- _Page text_
****

515 F2d 568 United States v. Muckenstrum
515 F.2d 568
UNITED STATES of America, Plaintiff-Appellee,
Kathleen Maude MUCKENSTRUM, a/k/a Kim Baker, Glenda Dale
Hodges a/k/a CindyBaker, James Marshall Reed and
Jean Hertzka, a/k/a Pat Walker,
United States Court of Appeals,
July 3, 1975.
Norman S. London, L. J. Fleming, St. Louis, Mo., for Muckenstrum, Hodges, Reed & Hertzka.
E. David Rosen, Miami, Fla., for defendants-appellants.
Robert W. Rust, U. S. Atty., Donald L. Ferguson, Asst. U. S. Atty., Miami, Fla., for plaintiff-appellee.
Appeals from the United States District Court, Southern District of Florida.
Before BELL, DYER and SIMPSON, Circuit Judges.
BELL, Circuit Judge:
This appeal involves an interstate prostitution operation between Florida and South Carolina. Defendants Muckenstrum, Hodges, Reed, and Hertzka were convicted on one count of conspiracy to engage in interstate prostitution activities in violation of 18 U.S.C.A. § 1952, and on one count charging substantive violations of Section 1952 by using interstate facilities or traveling in interstate commerce to carry on prostitution. Additionally, procurer Reed was convicted on one count of inducing a woman to engage in interstate prostitution activities in violation of 18 U.S.C.A. § 2422. We affirm.
Appellants' first contention is that a new trial is necessitated by the failure of the government to disclose that government witness Nevada Jean Robertson a/k/a Nevada Smith received subsistence payments prior to testifying. At trial, defense counsel learned for the first time that Robertson was and had been under the protection of U.S. marshalls, but no information was volunteered by the government or solicited by the defense concerning subsistence payments to Robertson.1 Subsequent to trial, defense counsel discovered that Robertson had received approximately one thousand dollars in subsistence payments prior to trial.
No attack on the payments per se is sustainable since subsistence payments to government witnesses are authorized by Pub.L. 91-452, Title V, §§ 501-504, Oct. 15, 1970, 84 Stat. 933. See United States v. Howell, 5 Cir., 1975, 514 F.2d 710 (No. 74-2427, June 11, 1975). The gravamen of appellants' complaint is that defense impeachment of witness Robertson was severely hampered by the lack of knowledge concerning the payments. According to appellants, Robertson's testimony formed a substantial portion of the case against them, and the subsistence payments issue could have been used to discredit that testimony.

****

- _Dataset entries_
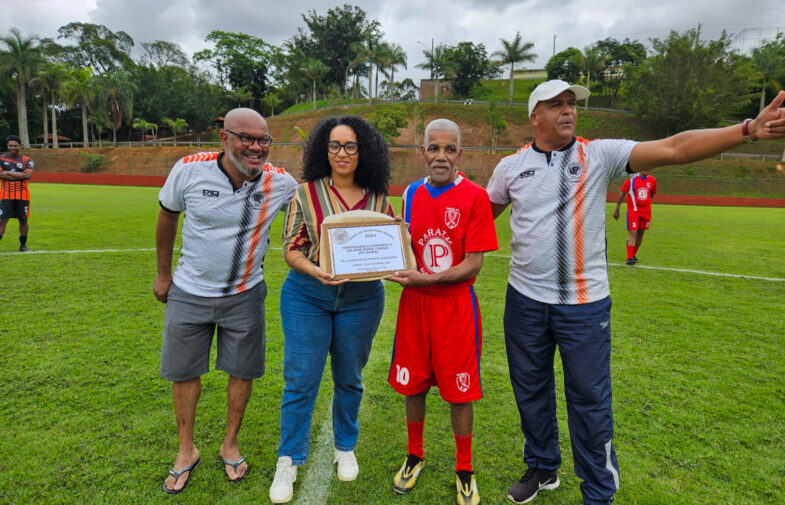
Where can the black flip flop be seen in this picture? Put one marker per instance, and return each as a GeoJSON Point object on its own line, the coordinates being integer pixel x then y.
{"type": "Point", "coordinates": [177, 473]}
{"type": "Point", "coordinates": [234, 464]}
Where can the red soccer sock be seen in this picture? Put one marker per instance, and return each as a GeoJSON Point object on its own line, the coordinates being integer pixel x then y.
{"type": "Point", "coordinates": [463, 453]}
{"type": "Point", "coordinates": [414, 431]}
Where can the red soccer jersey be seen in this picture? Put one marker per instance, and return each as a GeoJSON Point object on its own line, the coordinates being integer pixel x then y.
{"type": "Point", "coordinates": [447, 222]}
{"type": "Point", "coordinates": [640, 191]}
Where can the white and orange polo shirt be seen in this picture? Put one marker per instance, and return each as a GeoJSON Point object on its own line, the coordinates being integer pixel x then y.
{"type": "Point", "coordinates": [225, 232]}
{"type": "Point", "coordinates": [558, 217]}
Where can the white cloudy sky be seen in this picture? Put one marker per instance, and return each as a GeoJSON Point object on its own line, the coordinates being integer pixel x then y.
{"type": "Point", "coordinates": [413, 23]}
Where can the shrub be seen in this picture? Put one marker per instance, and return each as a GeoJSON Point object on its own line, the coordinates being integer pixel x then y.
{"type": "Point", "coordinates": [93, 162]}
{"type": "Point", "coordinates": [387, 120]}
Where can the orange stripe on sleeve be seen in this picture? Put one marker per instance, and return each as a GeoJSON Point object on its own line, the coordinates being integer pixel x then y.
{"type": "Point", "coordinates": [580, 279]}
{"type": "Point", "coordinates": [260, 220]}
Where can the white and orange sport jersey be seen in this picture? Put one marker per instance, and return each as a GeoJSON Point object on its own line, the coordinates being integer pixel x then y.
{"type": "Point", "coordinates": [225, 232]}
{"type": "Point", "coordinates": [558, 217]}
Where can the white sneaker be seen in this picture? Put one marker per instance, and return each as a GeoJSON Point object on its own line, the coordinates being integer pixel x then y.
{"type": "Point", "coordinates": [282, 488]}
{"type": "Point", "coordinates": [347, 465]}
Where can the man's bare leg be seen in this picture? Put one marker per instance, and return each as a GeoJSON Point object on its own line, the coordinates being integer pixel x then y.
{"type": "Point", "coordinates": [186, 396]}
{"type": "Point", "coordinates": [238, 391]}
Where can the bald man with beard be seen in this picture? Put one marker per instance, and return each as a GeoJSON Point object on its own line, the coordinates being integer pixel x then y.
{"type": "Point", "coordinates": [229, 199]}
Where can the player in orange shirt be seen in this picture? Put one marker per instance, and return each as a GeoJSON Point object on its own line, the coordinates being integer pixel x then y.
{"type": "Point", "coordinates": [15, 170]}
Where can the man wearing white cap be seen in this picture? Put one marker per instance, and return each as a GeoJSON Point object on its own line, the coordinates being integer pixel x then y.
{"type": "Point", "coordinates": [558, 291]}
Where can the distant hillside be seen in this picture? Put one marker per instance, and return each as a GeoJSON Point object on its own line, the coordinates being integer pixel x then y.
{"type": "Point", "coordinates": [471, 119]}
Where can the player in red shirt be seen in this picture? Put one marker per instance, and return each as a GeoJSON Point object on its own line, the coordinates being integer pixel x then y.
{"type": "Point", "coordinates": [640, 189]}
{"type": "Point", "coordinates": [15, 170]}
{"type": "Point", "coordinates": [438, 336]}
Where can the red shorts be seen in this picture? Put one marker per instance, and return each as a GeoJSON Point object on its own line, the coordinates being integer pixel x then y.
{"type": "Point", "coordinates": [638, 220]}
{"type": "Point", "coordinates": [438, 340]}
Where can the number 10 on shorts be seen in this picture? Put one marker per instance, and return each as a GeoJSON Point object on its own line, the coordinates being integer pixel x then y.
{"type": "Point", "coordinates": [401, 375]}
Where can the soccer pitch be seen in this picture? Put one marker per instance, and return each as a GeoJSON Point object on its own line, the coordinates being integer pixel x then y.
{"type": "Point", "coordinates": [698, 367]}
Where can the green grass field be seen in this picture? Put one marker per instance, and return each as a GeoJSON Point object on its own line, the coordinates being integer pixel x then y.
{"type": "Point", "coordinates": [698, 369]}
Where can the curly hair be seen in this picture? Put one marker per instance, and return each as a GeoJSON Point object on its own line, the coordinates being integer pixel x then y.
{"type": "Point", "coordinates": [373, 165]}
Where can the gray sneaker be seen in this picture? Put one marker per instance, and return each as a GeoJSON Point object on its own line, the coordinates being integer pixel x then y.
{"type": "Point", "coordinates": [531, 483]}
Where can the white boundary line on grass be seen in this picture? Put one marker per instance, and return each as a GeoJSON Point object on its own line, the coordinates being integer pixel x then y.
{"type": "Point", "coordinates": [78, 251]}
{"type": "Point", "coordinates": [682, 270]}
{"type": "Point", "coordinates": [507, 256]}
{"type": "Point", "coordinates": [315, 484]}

****

- _Tasks for this exercise_
- 1) According to the Muckenstrum appeal opinion, approximately how much had witness Robertson received in subsistence payments before trial?
- 2) Pick up the Muckenstrum appeal opinion after its final sentence and carry the court's discussion forward.

- _Answers per task_
- 1) Approximately one thousand dollars.

- 2)
Assuming arguendo that it was error for the government to fail to disclose the subsistence payments despite the information not having been sought, we hold that the failure of the government to do so was harmless error in light of the overwhelming evidence adduced at trial against appellants. See Harrington v. California, 1969, 395 U.S. 250, 89 S.Ct. 1726, 23 L.Ed.2d 284. Besides Nevada Jean Robertson, the government produced Erlene Edwards, who testified that she was employed by Hertzka in operating a house of prostitution in Florence, South Carolina. Her duties included answering the door, getting the girls up in the morning and the taking of their receipts during the day for them. She identified defendants Hodges and Muckenstrum as being prostitutes at the house.
Melanie Ann Gordon testified that she travelled from Miami to Florence, South Carolina along with defendants Muckenstrum and Hodges, while in the employ of and at the instance of defendant Reed, to work as a prostitute at the Hertzka house. She testified that Muckenstrum and Hodges were also employed by Reed.
This direct testimony of witnesses was buttressed by documentary evidence. An FBI agent testified that a notebook had been found in Hertzka's possession at the time of her arrest and that the name "Jim" appeared in the book next to a telephone number later shown to be James Reed's Miami telephone number. Telephone records were introduced indicating numerous calls between James Reed's number in Miami and Hertzka's in South Carolina (listed under the alias Pat Walker).
Nevada Robertson testified that she was employed by Reed, that he sent her from Miami to the Hertzka house in Florence, and that she worked in the house as a prostitute. Thus her testimony was largely the same as that of witnesses Edwards and Gordon.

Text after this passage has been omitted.